— Work to be completed —
Pick out every line in the listing below that contains the string "dune" and copy each one. Case counts.

== Material ==

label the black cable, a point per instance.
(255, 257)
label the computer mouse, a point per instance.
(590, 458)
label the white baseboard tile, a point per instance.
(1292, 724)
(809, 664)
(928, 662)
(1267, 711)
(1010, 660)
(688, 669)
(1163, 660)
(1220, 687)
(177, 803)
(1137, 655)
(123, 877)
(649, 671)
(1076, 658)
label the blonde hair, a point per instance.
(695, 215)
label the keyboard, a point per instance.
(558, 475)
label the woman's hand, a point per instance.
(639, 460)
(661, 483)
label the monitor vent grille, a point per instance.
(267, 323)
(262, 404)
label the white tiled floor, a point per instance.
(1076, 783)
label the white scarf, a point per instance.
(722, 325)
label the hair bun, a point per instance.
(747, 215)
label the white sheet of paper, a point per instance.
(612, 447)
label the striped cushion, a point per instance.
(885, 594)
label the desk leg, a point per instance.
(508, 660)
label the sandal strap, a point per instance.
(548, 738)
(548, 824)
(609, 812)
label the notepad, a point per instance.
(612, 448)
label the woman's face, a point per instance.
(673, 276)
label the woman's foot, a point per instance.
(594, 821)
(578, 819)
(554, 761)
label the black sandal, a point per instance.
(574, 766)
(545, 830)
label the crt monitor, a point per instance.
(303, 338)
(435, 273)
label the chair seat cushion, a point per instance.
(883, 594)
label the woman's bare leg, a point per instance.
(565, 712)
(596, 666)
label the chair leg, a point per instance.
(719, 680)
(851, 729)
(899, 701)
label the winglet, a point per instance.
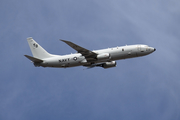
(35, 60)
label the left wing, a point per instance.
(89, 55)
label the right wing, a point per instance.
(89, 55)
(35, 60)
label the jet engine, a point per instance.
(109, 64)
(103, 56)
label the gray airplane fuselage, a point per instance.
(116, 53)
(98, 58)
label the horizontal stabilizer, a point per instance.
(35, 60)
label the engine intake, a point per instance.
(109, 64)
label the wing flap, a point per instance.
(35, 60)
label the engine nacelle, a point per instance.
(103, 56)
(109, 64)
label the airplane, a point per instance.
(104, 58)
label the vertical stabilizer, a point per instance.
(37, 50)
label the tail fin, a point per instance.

===
== Material ==

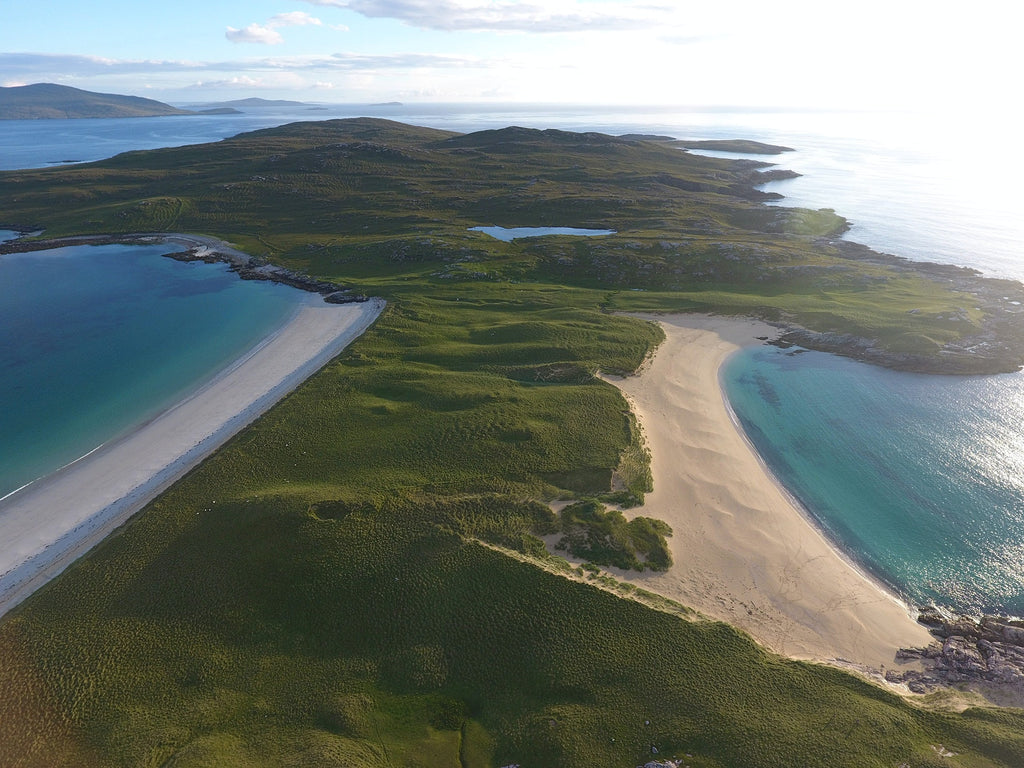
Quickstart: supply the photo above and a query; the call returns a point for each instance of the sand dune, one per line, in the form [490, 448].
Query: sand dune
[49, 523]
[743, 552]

===

— Exercise response —
Quickstart: supply the photo above and a query; the call returns a point for each instance of the sand dune, one per line, in the form [490, 448].
Query: sand dune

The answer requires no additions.